**Your goal**: Without the images, set down each entry exactly.

**Source material**:
==*==
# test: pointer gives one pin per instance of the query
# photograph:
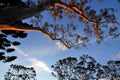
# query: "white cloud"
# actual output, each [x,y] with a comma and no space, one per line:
[118,55]
[20,51]
[61,46]
[38,65]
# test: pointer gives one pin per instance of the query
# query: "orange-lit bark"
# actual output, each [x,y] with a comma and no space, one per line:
[75,9]
[27,29]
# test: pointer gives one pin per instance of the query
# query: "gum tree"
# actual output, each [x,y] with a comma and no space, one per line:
[85,68]
[96,23]
[18,72]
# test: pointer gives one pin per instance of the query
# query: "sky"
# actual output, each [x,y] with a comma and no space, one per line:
[40,52]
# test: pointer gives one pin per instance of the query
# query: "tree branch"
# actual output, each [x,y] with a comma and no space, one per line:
[75,9]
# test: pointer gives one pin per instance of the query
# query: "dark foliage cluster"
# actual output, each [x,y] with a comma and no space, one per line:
[86,68]
[5,43]
[18,72]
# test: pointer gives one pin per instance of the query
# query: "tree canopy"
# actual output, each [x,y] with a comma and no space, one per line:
[85,68]
[18,72]
[96,23]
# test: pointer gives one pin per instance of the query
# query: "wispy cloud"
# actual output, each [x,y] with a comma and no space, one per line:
[37,64]
[61,46]
[20,51]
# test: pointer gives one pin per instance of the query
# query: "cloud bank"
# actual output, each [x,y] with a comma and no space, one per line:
[61,46]
[38,65]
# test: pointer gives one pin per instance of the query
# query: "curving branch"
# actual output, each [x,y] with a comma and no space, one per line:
[75,9]
[8,22]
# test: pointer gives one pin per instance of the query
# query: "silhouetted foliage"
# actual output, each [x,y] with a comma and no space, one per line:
[18,72]
[85,68]
[100,23]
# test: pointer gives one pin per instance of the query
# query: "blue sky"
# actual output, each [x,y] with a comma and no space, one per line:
[39,52]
==*==
**Output for this exercise**:
# test: pointer gives one pin per instance of the query
# photograph:
# query: "white cloud"
# actual output, each [x,y] with a comma and no space, one per line:
[118,55]
[20,51]
[61,46]
[38,65]
# test: pointer gives one pin per instance of the query
# query: "orange-lit bark"
# actual output, each [x,y] with a comma and no space, one per line:
[75,9]
[27,29]
# test: pointer gives one pin per instance of the query
# query: "gum tree"
# actual output, each [x,y] with a comma and no space, one per line:
[85,68]
[96,23]
[18,72]
# test: pointer gives one pin per instance of the query
# query: "sky"
# actual output, each [x,y] with a comma and no space, one per line:
[40,52]
# test: pointer gives one pin per instance of the query
# query: "tree branch"
# actual output, each [x,y] with a comma and no space, one per line:
[75,9]
# test: pointer gives one pin per instance of the query
# query: "dark foliage cluster"
# actual output, each [x,y] with a comma and no space, one per line:
[86,68]
[5,43]
[18,72]
# test: pointer gives one pin per instance of the query
# query: "tree canopy"
# actual output, each [x,y] with a comma and no space, one per line:
[85,68]
[18,72]
[96,23]
# test: pointer gives one pin per instance of the query
# query: "wispy cloud"
# actual output, each [x,y] with a comma and no space, one per line:
[37,64]
[61,46]
[20,51]
# test: pointer gives one pin per instance of the query
# query: "cloud bank"
# actual output, each [x,y] with a comma and no space, one per line:
[61,46]
[38,65]
# test: pointer gives one pin per instance of the query
# query: "curving branch"
# actual output, each [x,y] with a comma and no space, one per line:
[75,9]
[8,22]
# test: pointer gives one pin per instance of the query
# query: "silhouetted foliage"
# actual output, each [x,y] with a comma and no space, one per line:
[18,72]
[85,68]
[100,23]
# test: pointer gives one pin per instance of the query
# query: "blue sky"
# actual output, each [x,y] with a comma and no space, one per line:
[39,52]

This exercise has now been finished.